-- Exercise requirements --
Reproduce every line of the listing below verbatim, from the first line to the last, without adding, dropping, or altering anything.

------ Source records

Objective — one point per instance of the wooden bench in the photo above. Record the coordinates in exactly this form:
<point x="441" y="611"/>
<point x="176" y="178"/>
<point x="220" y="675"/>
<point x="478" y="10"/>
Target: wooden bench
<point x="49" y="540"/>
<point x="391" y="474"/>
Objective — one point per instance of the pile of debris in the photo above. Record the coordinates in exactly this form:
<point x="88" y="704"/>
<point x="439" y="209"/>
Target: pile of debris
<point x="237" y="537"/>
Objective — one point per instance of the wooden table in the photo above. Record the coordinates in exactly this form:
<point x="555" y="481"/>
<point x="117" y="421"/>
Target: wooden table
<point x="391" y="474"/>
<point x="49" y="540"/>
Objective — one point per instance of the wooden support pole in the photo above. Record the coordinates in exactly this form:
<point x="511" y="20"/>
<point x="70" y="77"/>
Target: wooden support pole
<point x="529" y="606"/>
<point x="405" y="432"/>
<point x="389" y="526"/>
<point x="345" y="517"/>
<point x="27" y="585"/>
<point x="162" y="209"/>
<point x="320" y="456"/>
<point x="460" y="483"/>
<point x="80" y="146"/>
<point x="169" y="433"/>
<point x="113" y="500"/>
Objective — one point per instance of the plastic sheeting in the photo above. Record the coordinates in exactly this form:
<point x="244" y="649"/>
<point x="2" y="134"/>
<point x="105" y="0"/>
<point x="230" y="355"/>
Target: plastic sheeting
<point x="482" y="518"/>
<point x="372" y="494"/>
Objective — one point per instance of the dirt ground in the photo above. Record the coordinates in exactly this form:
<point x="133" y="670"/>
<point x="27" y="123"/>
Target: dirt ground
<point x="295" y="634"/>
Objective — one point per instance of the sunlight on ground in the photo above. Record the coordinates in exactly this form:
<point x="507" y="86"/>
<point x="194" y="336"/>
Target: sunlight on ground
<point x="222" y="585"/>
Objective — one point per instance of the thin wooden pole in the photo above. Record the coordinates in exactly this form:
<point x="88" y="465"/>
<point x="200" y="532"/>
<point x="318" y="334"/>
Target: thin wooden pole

------------

-- Result --
Objective — one point per instance of the wooden bench in the photo above. Record the coordinates in exactly this form:
<point x="441" y="611"/>
<point x="176" y="178"/>
<point x="220" y="675"/>
<point x="478" y="10"/>
Target: wooden bench
<point x="49" y="540"/>
<point x="391" y="474"/>
Objective — one point per instance of the pile of debris in the photo above. Record the coordinates in exactly this form:
<point x="88" y="704"/>
<point x="439" y="209"/>
Target: pile of debris
<point x="237" y="537"/>
Objective — one point per instance of the wooden table in the photo above. Record the coordinates in exactly this form:
<point x="555" y="481"/>
<point x="117" y="421"/>
Target: wooden table
<point x="391" y="474"/>
<point x="49" y="540"/>
Objective — one point per instance of the wooden support pole in the photo above. Record the coordinates in exactly this form:
<point x="511" y="20"/>
<point x="70" y="77"/>
Target: wooden support pole
<point x="529" y="606"/>
<point x="405" y="432"/>
<point x="389" y="526"/>
<point x="345" y="517"/>
<point x="27" y="585"/>
<point x="162" y="209"/>
<point x="320" y="456"/>
<point x="460" y="483"/>
<point x="80" y="146"/>
<point x="169" y="433"/>
<point x="113" y="500"/>
Objective — one point per instance of the plastic sheeting in the photo above. Record the coordinates in exactly this form:
<point x="244" y="649"/>
<point x="2" y="134"/>
<point x="105" y="0"/>
<point x="230" y="355"/>
Target: plastic sheeting
<point x="482" y="518"/>
<point x="372" y="494"/>
Objective — one point per instance of the dirt ground in the photo above. Record the coordinates in exactly this form:
<point x="133" y="670"/>
<point x="27" y="123"/>
Target: dirt ground
<point x="295" y="634"/>
Objective — one point per instance of the sunlight on ground in the photo above. Record the coordinates in exactly this form:
<point x="507" y="86"/>
<point x="194" y="336"/>
Target: sunlight on ground
<point x="222" y="585"/>
Objective — one point per instance of the thin wooden pole in the photo above. Record the coordinates in exactly this form:
<point x="88" y="465"/>
<point x="200" y="532"/>
<point x="318" y="334"/>
Target: thin wooden pole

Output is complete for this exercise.